_Tasks to complete_.
1 – Using the biography of Antonia, answer each question on its own line:
(a) Where was Antonia born?
(b) What name did her family use for her?
(c) On what date, and where, did Antonia and Rupprecht marry?
2 – In the biography of Antonia, condense the paragraph beginning "Antonia became the second wife" into a bulleted list that keeps its main facts.
3 – Name every person mentioned in the biography of Antonia, other than Antonia herself.

_Text segment_.
-- -- --

Antoinette Roberte Sophie Wilhelmine (7 October 1899 – 31 July 1954), commonly referred to as Antonia, was the last Crown Princess of Bavaria before World War II. By birth, she was a member of the Luxembourgish House of Nassau-Weilburg as the child of Guillaume IV, Grand Duke of Luxembourg and Infanta Marie Anne of Portugal. Antoina was a survivor of the Sachsenhausen concentration camp.

Family

Born at Schloss Hohenburg, at Lenggries in Upper Bavaria, Antonia was the fourth daughter of Guillaume IV, Grand Duke of Luxembourg, who reigned between 1905 and 1912, and Marie Anne, a princess of the Portuguese House of Braganza.

She was the younger sister of two successive grand duchesses: Marie-Adélaïde and Charlotte.  In the family she was called "Toni".

Marriage and children

Antonia became the second wife of Rupprecht, Crown Prince of Bavaria.  The two were engaged on 26 August 1918.  At the time, Rupprecht was Generalfeldmarschall in the Imperial German army, and had successfully commanded the German Sixth Army at the Battle of Lorraine.  

This led to criticism of the close ties between the Luxembourgish Grand Ducal Family and the royalty of the German Empire at a time when Luxembourg was occupied by Germany. This added to the pressure already on Grand Duchess Marie-Adélaïde, who was forced to abdicate on 10 January 1919. Despite the abdication of her elder sister, and the overthrow of the Kingdom of Bavaria in favour of a republic, the two were married on 7 April 1921 at Schloss Hohenburg.

Antonia and Rupprecht had six children, through whom they have a large number of descendants.
Prince Heinrich Franz Wilhelm of Bavaria (28 March 1922–14 February 1958) he married Anne Marie de Lustrac on 31 July 1951.

-- -- --

_Records supplied_.

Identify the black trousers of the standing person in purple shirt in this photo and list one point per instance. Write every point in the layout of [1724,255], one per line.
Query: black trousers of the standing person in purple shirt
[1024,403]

-- -- --

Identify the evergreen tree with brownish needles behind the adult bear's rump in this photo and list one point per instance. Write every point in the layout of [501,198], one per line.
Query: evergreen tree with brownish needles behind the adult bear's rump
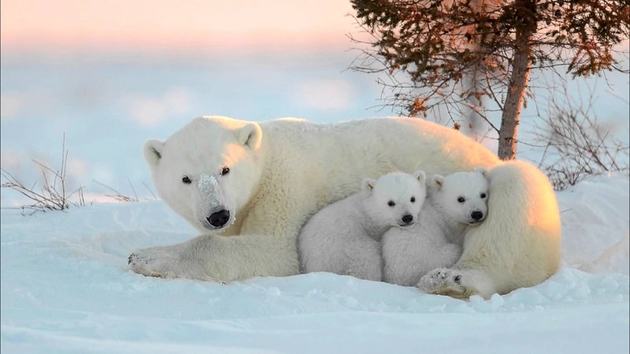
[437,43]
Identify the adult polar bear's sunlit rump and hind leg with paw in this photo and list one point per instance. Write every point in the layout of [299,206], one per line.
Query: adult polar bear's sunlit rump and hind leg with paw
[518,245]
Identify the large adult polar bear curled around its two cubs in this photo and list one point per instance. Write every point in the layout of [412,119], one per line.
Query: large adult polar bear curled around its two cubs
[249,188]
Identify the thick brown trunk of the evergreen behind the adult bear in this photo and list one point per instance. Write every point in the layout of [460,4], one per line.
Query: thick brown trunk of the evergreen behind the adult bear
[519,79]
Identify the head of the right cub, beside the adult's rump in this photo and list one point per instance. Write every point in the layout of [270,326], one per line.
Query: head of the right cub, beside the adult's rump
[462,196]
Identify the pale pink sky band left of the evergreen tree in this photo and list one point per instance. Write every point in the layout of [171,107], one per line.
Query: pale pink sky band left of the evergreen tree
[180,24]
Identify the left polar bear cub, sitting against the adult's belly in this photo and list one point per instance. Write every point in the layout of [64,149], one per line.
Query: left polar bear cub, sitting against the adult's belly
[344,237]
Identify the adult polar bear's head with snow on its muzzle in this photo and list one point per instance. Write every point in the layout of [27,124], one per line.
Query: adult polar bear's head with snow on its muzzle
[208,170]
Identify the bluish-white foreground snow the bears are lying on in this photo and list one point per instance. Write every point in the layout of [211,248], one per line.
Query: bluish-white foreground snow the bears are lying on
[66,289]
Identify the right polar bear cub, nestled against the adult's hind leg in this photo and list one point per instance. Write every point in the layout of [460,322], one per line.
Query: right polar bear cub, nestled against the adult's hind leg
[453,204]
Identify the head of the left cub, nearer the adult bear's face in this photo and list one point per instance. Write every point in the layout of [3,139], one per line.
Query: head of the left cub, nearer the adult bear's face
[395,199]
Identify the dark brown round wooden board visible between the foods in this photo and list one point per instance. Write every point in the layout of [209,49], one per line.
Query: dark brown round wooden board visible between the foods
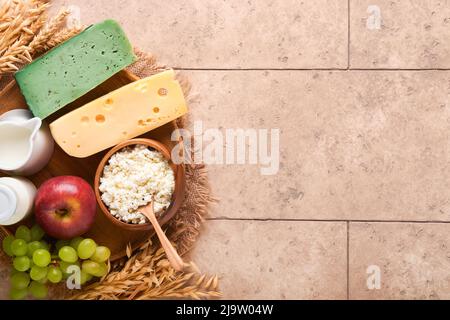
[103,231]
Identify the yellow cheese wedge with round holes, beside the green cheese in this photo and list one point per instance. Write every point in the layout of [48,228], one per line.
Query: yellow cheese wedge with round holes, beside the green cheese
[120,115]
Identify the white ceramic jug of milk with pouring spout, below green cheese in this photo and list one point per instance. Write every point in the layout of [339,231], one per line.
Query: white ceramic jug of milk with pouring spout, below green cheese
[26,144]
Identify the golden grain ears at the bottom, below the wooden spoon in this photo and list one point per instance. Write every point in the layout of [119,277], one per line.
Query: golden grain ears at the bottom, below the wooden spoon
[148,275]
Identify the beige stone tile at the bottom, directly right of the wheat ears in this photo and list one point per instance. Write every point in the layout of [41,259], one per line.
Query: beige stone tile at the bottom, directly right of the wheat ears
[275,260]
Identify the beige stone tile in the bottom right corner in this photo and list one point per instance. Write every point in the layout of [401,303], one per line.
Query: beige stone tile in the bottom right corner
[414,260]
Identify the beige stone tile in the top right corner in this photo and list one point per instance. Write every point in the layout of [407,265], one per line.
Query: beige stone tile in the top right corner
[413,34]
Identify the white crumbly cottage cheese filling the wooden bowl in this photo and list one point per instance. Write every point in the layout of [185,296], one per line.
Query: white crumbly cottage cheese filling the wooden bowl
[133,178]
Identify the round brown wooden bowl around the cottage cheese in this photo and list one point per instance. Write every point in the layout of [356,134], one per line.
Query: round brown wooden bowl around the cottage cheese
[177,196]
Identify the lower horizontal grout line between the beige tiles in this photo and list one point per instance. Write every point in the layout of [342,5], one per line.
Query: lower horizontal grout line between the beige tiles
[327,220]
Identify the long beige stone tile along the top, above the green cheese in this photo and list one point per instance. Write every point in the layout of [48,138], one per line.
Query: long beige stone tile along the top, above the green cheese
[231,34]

-- -- --

_Answers to each task_.
1 –
(a) Schloss Hohenburg, at Lenggries in Upper Bavaria
(b) "Toni"
(c) 7 April 1921, at Schloss Hohenburg

2 –
- Antonia became the second wife of Rupprecht, Crown Prince of Bavaria.
- They were engaged on 26 August 1918.
- Rupprecht was then a Generalfeldmarschall in the Imperial German army.
- He had successfully commanded the German Sixth Army at the Battle of Lorraine.

3 –
- Guillaume IV, Grand Duke of Luxembourg
- Marie Anne (Infanta Marie Anne of Portugal)
- Marie-Adélaïde
- Charlotte
- Rupprecht, Crown Prince of Bavaria
- Prince Heinrich Franz Wilhelm of Bavaria
- Anne Marie de Lustrac